#### EXERCISE:
Set down the entries below once more, precisely as they stand.
***** SUPPLIED DATA *****
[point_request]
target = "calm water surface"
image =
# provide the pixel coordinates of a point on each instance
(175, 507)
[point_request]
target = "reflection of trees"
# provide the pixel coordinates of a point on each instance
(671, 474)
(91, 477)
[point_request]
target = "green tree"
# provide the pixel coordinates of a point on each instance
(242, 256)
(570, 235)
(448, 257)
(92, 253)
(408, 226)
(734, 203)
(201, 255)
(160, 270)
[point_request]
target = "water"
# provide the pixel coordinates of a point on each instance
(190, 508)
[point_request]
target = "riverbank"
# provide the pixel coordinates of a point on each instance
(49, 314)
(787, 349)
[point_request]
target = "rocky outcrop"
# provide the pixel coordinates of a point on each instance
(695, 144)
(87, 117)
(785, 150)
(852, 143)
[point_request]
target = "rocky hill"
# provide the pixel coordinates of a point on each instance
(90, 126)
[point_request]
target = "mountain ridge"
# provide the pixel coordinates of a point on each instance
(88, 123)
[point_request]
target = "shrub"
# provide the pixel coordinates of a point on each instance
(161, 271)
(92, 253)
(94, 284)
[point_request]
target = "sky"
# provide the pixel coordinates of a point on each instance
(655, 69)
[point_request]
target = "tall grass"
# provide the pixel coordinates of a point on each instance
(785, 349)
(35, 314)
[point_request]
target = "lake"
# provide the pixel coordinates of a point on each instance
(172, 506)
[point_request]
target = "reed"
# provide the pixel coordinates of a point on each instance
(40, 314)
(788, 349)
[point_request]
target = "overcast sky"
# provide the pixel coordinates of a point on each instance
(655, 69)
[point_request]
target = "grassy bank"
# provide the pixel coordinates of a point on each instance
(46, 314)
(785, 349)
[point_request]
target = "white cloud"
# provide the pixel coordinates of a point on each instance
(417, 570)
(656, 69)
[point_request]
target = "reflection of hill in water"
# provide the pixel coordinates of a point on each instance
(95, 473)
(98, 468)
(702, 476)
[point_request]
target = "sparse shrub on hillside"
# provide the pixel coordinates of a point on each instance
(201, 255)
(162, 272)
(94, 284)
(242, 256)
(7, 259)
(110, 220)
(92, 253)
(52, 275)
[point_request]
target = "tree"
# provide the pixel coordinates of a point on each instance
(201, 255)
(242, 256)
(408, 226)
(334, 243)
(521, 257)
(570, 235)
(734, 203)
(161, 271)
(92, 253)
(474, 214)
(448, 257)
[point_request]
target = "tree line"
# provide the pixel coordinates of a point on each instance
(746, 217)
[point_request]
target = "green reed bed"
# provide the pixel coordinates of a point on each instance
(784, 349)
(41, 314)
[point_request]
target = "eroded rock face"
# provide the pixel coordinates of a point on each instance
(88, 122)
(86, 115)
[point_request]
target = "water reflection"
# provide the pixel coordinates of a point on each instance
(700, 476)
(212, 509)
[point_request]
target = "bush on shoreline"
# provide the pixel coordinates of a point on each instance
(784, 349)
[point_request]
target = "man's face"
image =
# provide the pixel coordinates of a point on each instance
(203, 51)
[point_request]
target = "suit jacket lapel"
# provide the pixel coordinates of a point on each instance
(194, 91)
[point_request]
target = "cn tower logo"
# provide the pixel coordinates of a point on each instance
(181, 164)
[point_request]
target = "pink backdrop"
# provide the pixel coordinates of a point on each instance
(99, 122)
*****
#### ANSWER AREA:
[point_request]
target = "calm water surface"
image =
# provide the pixel coordinates of a point on each instance
(175, 507)
[point_request]
target = "reflection of trees"
# provide the pixel coordinates of a point on each instance
(671, 474)
(91, 477)
[point_request]
target = "green tree"
# provide the pixel coordinates of a point on each instance
(242, 256)
(570, 235)
(448, 257)
(92, 253)
(408, 226)
(734, 203)
(201, 255)
(160, 270)
[point_request]
target = "water"
# provide the pixel coordinates of a point on each instance
(190, 508)
[point_request]
target = "riverbank"
# provide the pixel coordinates of a point on each instance
(49, 314)
(787, 349)
[point_request]
target = "rocky outcrop"
# provide the pixel coordinates of a point on each instance
(695, 144)
(87, 117)
(785, 150)
(852, 143)
[point_request]
target = "rocky hill"
# provide the pixel coordinates of a point on each instance
(90, 126)
[point_request]
target = "mountain ridge"
# provide the pixel coordinates of a point on each instance
(88, 123)
[point_request]
target = "shrub"
# provide the pixel coordinates of a point on each instance
(161, 271)
(92, 253)
(94, 284)
[point_request]
target = "sky"
# provide the pixel coordinates of a point on each instance
(655, 69)
[point_request]
target = "tall grass"
# provide the pixel coordinates of a point on each instance
(785, 349)
(35, 314)
[point_request]
target = "lake"
# provide the pixel coordinates of a point on each instance
(172, 506)
[point_request]
target = "reed"
# provide the pixel coordinates of a point on each instance
(40, 314)
(788, 349)
[point_request]
target = "overcast sky"
# provide the pixel coordinates of a point on each instance
(655, 69)
[point_request]
target = "grassy bank"
# provide the pixel coordinates of a point on each instance
(46, 314)
(785, 349)
[point_request]
target = "white cloud"
# provide the pixel coordinates of a point on each instance
(417, 570)
(656, 69)
[point_request]
target = "reflection of hill in water"
# provide the pixel coordinates of a point on each instance
(95, 473)
(98, 468)
(702, 476)
[point_request]
target = "sparse shrub on hillside"
# provide the pixel coordinates of a point on each instance
(201, 255)
(162, 272)
(94, 284)
(242, 256)
(7, 259)
(110, 220)
(92, 253)
(52, 275)
[point_request]
target = "tree"
# provide the pixel coordinates of a point on each instance
(201, 255)
(242, 256)
(408, 226)
(334, 243)
(521, 257)
(570, 235)
(734, 203)
(161, 271)
(92, 253)
(474, 214)
(448, 257)
[point_request]
target = "tree line"
# provide the pixel coordinates of a point on each instance
(746, 217)
[point_request]
target = "green reed bed"
# provide the pixel coordinates of a point on each instance
(784, 349)
(41, 314)
[point_request]
target = "eroded rock face"
# provide the pixel coordinates of a point on each instance
(88, 122)
(86, 115)
[point_request]
target = "water reflection"
# provide the pixel coordinates of a point on each instance
(700, 476)
(212, 509)
[point_request]
target = "bush on shoreline"
# provide the pixel coordinates of a point on each instance
(784, 349)
[point_request]
target = "man's face"
image =
# provide the pixel coordinates of a point on each instance
(203, 51)
[point_request]
target = "suit jacket lapel"
# provide the pixel coordinates of a point on each instance
(194, 91)
[point_request]
target = "cn tower logo"
# provide the pixel coordinates of a point on each instance
(181, 164)
[point_request]
target = "pink backdrop"
# provide the pixel coordinates of a point on each instance
(99, 122)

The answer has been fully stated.